Directive A: Locate each line of the records below that contains the word "logo" and copy those lines.
Directive B: Resume the forum thread about a DVD burning problem, which appears below, starting right after its final sentence.

Document passage:
DVD burning problem...

homestarmy

Diamond Member
Apr 16, 2004
3,528
2
0
artwilbur.com
I have recently rebuilt my system. It is running at 2.7GHz (Sempron) and has 2GB of RAM, so that should not be a problem.

Previously, I had my hard drives connected to a PCI Promise ATA controller and my DVD Roms connected to the motherboard. I was advised here that the Hard Drives would be faster on the motherboard, so now it is swapped, HDDs to Motherboard, and DVDRs to ATA Controller card.

Now when I burn an .iso the CPU jumps all over the place almost nothing to 80 to 100 over and over again. The buffer is all over the place, and my system is completely bogged down, to the point where you can type and it cannot keep up with me on the screen. It takes around 20 minutes to burn a full DVD at 8x. I am using Nero 7 on Windows XP MCE. I have tried two different DVD drives each on their own channel as Master, NEC 3520 and 3550. I have burned from both of my hard drives and they have no problems.

Is my physical configuration not best? I am finding it hard to believe that the advice that I was given that the HDDs will be faster on the motherboard was correct.


What can I do to resolve this? I am thinking I should just swap the connections so they are like they were before.
 

homestarmy

Diamond Member
Apr 16, 2004
3,528
2
0
artwilbur.com
Another question regarding this. If I take the ATA controller card out of the equation and make my DVDRs slaves to my hard drives, will the data be able to transfer fast enough for a DVDR to burn from a HDD on the same Parallel cable?
 

Slikkster

Diamond Member
Apr 29, 2000
3,141
0
0
You don't mention which Promise card you have, but I've used several, and each of them recommends AGAINST using any atapi (CDROM/CDRW/DVD, etc) drives on the cards.

There's no reason I can think of that the drives would run faster on the motherboard if the Promise card is a recent vintage. In other words, it should be able to give you the highest UltraDMA setting available for your hard drives.

Additionally, it's quite apparent that your DVD drive is not running in DMA (direct memory access, by passing the CPU) mode when connected to the Promise card. That's what the problem is. You need to put it back on the motherboard IDE port.


Here's what I would do: If you have enough motherboard IDE ports to cover all your drives, both hard disk and CD/DVD, I would configure them this way:

IDE 1 Primary: Hard Drive 1 set for master (your C: drive)
IDE 1 Secondary: Hard Drive 2 set for slave

IDE 2 Primary: DVD-RW writer set for master
IDE 2 Secondary: DVD-ROM reader or CDROM reader set for slave

Keep "like" devices on the same IDE cable. Best not to mix and match a hard drive as primary and a DVD drive as slave. Instead, use two hard drives on one cable and two DVD/CD drives on the other, with the DVD/CD burner as master on its cable and your C: drive hard disk as master on its cable.

Make sure you set all the jumper pins accordingly on each of your drives.
 

homestarmy

Diamond Member
Apr 16, 2004
3,528
2
0
artwilbur.com
See, I thought that was the case too. The card is admittedly a bit old. It is an ATA 100 card, but ATA133 is a gimmick anyway.

The card is just listed in the device manager as Promise Technology Inc. Ultra IDE Controller. Are there other numbers that I should look up and post here about it? It was one of those that was boxed with or FAR with Maxtor drives a few years back.

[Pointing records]

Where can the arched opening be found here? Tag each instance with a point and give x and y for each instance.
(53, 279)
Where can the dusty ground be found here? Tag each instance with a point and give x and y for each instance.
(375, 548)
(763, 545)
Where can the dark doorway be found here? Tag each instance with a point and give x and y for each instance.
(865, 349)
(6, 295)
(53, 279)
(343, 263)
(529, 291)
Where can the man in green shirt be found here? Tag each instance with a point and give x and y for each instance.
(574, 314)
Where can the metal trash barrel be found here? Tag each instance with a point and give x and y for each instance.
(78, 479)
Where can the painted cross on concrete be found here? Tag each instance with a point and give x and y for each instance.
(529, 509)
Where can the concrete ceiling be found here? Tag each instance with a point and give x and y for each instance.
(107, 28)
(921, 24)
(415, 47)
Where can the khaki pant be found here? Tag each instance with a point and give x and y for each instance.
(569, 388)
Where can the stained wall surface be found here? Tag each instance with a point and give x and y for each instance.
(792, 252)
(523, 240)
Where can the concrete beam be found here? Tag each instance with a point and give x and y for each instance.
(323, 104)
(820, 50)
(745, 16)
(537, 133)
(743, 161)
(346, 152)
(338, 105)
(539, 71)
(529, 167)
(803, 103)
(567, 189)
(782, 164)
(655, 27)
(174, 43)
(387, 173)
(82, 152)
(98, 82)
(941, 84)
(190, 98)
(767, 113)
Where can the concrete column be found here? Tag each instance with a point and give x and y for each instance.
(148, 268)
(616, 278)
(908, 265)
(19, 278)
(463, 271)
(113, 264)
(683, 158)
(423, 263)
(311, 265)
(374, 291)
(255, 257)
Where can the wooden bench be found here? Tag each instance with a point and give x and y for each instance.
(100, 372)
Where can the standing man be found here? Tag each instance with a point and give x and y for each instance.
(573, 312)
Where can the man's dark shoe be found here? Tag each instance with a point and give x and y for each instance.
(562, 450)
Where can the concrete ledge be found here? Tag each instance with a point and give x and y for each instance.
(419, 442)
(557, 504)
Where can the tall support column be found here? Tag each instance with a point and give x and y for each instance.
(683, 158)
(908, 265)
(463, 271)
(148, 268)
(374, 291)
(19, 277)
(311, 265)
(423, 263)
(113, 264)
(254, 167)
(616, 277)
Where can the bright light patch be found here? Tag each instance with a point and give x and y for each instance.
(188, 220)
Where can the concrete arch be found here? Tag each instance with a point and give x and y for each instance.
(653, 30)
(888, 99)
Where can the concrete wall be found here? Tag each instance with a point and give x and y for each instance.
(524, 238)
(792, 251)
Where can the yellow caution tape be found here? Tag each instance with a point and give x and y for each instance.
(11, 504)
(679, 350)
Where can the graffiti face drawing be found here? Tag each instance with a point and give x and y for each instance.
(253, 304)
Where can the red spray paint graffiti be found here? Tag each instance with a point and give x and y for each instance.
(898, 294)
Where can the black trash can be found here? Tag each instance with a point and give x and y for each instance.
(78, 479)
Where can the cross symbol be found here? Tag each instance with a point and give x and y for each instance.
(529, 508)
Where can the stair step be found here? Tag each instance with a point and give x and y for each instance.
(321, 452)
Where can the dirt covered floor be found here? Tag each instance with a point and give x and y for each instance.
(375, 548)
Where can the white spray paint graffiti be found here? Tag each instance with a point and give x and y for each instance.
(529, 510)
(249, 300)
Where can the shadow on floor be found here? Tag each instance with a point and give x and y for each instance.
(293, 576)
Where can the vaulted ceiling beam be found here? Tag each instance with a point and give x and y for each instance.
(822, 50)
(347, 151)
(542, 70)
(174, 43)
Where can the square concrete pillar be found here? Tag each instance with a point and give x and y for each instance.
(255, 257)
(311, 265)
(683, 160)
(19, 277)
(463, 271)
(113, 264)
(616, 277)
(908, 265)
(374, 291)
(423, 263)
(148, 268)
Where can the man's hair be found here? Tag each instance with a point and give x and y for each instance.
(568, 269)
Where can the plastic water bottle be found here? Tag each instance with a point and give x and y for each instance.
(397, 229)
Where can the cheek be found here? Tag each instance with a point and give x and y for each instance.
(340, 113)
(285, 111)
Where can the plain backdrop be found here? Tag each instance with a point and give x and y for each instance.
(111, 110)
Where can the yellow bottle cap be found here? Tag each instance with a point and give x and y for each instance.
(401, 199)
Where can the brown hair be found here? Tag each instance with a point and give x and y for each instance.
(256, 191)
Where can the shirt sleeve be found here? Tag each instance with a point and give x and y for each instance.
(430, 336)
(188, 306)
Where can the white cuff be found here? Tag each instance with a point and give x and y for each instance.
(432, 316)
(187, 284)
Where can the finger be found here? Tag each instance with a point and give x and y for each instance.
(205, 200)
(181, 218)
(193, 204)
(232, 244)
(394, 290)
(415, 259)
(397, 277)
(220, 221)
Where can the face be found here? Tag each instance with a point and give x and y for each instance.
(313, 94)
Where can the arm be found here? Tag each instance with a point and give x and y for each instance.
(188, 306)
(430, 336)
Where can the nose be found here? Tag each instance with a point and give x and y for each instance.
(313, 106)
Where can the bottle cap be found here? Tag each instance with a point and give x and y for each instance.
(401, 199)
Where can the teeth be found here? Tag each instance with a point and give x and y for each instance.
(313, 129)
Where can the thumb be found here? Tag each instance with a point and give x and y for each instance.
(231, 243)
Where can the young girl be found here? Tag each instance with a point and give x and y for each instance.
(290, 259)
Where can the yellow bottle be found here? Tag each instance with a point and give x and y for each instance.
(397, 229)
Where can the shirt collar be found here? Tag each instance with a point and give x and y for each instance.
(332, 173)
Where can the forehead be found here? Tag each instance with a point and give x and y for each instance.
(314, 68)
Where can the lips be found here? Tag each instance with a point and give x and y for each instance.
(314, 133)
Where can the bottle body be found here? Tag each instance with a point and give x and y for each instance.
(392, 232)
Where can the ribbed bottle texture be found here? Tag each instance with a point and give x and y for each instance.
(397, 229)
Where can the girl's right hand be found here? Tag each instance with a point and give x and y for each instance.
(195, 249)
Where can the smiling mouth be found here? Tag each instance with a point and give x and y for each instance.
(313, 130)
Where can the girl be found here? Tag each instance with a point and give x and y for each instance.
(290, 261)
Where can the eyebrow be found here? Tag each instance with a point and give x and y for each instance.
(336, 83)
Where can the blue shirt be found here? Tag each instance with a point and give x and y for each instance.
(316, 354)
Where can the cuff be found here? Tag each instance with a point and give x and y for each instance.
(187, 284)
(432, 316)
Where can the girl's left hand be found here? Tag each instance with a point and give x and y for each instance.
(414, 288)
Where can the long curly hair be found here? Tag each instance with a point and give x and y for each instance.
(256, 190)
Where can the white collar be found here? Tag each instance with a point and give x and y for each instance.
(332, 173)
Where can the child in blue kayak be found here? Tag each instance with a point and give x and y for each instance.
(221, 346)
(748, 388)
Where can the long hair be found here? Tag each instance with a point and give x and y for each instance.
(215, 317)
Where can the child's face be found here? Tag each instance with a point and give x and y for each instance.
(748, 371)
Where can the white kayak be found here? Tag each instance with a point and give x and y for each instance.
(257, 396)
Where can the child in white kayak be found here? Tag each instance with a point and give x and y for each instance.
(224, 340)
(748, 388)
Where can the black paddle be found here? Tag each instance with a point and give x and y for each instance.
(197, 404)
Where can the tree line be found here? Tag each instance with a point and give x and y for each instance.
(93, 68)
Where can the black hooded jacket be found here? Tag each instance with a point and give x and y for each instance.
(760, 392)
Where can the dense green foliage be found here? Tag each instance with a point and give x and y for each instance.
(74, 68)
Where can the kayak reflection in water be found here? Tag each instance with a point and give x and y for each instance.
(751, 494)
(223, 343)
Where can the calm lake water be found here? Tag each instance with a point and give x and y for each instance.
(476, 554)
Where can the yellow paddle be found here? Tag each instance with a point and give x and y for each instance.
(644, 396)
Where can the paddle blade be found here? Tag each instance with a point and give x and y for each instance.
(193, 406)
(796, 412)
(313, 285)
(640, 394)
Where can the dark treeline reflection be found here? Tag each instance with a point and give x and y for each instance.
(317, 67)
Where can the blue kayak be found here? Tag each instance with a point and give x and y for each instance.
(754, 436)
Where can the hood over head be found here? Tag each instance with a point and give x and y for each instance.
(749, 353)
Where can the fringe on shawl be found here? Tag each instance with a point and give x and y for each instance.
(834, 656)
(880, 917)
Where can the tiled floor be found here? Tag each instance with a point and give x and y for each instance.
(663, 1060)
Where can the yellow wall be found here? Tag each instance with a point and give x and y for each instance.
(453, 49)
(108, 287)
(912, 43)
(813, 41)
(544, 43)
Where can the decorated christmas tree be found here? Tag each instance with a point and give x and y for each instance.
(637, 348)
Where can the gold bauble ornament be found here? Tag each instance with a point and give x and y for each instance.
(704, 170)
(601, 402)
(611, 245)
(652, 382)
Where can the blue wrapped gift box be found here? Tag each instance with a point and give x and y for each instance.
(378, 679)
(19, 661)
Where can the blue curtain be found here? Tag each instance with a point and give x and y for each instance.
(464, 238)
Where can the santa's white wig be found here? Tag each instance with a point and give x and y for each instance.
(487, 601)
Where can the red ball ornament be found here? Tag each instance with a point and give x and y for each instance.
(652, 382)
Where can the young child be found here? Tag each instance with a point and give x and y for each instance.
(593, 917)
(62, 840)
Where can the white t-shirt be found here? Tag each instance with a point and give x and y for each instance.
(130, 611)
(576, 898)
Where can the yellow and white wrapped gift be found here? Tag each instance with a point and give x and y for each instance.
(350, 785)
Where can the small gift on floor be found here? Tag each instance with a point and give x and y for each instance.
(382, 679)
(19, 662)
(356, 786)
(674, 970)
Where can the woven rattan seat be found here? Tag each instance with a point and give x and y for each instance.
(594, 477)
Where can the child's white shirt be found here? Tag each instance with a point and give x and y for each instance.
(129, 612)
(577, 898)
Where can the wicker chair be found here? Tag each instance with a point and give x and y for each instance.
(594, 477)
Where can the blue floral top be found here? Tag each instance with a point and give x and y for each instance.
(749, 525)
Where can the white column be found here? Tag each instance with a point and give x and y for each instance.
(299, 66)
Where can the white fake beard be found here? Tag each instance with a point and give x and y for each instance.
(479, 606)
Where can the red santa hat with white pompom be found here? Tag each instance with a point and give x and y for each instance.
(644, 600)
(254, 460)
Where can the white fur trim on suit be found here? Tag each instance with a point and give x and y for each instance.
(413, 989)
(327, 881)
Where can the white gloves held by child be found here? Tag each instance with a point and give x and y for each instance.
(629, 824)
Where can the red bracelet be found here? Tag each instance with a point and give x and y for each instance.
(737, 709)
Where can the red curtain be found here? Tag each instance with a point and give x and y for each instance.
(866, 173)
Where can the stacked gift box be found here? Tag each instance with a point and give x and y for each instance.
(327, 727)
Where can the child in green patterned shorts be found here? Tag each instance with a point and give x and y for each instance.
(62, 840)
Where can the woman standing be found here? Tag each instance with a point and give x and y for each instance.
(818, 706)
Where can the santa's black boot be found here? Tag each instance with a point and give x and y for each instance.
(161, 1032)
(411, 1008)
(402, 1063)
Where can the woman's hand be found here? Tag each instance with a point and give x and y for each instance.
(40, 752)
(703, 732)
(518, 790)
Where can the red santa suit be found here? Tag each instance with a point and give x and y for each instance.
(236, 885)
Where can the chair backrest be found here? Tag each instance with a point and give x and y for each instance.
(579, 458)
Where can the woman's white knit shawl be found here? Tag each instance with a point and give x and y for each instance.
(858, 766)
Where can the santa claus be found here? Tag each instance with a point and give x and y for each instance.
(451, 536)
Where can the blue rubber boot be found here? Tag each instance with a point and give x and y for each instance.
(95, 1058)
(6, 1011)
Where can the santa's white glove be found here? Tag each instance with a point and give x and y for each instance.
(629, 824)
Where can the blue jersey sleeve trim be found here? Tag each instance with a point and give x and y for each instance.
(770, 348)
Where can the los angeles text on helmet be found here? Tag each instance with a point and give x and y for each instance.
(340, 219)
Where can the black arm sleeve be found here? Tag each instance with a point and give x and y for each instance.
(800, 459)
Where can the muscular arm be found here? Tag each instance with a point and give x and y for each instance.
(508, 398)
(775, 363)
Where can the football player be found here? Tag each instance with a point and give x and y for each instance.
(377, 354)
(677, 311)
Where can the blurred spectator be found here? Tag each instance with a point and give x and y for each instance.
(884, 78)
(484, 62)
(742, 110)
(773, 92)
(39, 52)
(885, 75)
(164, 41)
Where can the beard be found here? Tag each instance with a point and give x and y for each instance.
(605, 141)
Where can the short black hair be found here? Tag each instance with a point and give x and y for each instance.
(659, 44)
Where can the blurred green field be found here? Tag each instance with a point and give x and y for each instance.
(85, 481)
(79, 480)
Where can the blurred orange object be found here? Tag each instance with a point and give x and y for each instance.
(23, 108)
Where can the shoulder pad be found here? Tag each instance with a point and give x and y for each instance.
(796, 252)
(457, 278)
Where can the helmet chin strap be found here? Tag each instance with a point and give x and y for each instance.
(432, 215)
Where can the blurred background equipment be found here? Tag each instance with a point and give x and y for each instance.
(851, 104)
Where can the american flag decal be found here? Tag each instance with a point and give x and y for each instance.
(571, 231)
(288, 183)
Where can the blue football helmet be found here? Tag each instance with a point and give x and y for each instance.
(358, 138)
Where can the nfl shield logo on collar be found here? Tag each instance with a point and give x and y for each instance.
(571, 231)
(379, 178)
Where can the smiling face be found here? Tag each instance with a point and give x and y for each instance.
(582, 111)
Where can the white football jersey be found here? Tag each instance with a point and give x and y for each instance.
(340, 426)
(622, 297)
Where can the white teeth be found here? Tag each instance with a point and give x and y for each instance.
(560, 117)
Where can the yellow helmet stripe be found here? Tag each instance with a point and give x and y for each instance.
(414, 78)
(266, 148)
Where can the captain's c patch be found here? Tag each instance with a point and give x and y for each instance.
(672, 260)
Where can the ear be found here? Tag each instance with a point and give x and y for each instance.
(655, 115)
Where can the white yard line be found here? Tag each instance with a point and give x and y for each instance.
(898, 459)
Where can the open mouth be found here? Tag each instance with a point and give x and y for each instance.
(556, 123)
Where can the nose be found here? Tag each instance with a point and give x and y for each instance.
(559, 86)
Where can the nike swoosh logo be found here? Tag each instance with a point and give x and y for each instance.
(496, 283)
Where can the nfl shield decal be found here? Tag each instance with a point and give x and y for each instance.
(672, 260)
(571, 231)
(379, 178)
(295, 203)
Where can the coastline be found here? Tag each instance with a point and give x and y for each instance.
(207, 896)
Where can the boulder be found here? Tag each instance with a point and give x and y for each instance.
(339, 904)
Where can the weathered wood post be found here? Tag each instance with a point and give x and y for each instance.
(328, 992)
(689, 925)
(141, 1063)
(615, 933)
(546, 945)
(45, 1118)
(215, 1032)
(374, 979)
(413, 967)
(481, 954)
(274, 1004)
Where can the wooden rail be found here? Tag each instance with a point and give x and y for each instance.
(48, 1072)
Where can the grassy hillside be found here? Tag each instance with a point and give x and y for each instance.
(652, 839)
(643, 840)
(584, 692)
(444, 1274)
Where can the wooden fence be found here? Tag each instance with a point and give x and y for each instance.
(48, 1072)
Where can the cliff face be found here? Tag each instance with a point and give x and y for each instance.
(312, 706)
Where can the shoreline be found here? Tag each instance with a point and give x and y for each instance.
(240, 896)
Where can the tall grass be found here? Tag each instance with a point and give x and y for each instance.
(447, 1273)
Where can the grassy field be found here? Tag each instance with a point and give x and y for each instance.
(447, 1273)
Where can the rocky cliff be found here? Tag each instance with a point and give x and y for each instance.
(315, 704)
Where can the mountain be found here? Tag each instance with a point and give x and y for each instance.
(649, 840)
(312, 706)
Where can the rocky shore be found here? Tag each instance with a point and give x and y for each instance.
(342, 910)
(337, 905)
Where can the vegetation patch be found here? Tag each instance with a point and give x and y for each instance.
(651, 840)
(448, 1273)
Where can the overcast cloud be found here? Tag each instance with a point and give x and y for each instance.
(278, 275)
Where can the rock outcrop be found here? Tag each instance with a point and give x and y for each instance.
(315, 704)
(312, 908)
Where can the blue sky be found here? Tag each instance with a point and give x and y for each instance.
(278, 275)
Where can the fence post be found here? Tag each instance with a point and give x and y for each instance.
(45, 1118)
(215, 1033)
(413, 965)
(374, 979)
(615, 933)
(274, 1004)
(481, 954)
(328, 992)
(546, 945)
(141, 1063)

Result A:
Where can the nfl shield logo on collar be found here? Tag each instance with a point and give x and y for each instance.
Where can the nike swoosh logo be found here? Tag each instance with a point and give x and y for each instance.

Result B:
I was told (although I believed it to be incorrect) that connecting my HDDs to that card would limit their speed because they are transferring over the PCI bus. Is that correct or incorrect?

Also, my goal is to be able to burn two completely different ISO files at once to the different drives. In the past, I had been able to do this without issue, as long as the .iso files were on two different drives (four completely different IDE channels in total, two on the motherboard, two on the controller). Would I be able to do this if they are all connected to the motherboard?

I ultimately would like to be able to (if possible) burn two ISO files from the same HDD onto the two different DVDRs. What would be the best configuration for that?

Please advise, I thank you greatly for your assistance!!!
 

Slikkster

Diamond Member
Apr 29, 2000
3,141
0
0
IDE is part of the PCI bus, anyway, so there's no speed issue there with the Promise card vs. the IDE controller itself.

All you can do is experiment with the setup I outlined above. Give that a shot. If you don't have acceptable performance, here's what I would do:

Put Hard Drive 1 on Promise Card Controller 1 Master

Put Hard Drive 2 on Promise Card Controller 2 Master (make sure jumper pin on drive is set correctly)

Put DVD-Writer 1 on IDE 1 Primary and set to Master

Put DVD-Writer 2 on IDE 2 Primary and set to Master.
 

homestarmy

Diamond Member
Apr 16, 2004
3,528
2
0
artwilbur.com
Great, that is EXACTLY how I had it before. I can't believe the people told me that the PCI bus would limit the HDDs when the IDE interface is a part of the PCI bus! The thing that gets me is that others agreed! Let me link to the thread. Maybe I misread it.

http://forums.anandtech.com/messageview.aspx?catid=29&threadid=1801208

BTW, the only one other thing that I have in my setup is a third HDD that is ONLY for the MAC OS, but is not used outside of that OS. If it is connected in any of the four places, if it is not being used or accessed at all, can it impact performance on any of the other active drives on that cable?

Thanks again for your help!
 

homestarmy

Diamond Member
Apr 16, 2004
3,528
2
0
artwilbur.com
Also, would there be any difference between running "tests" when burning DVDs (I haven't done this for years) and actually burning one to test and see if it bogs down the system or reaches a bottleneck?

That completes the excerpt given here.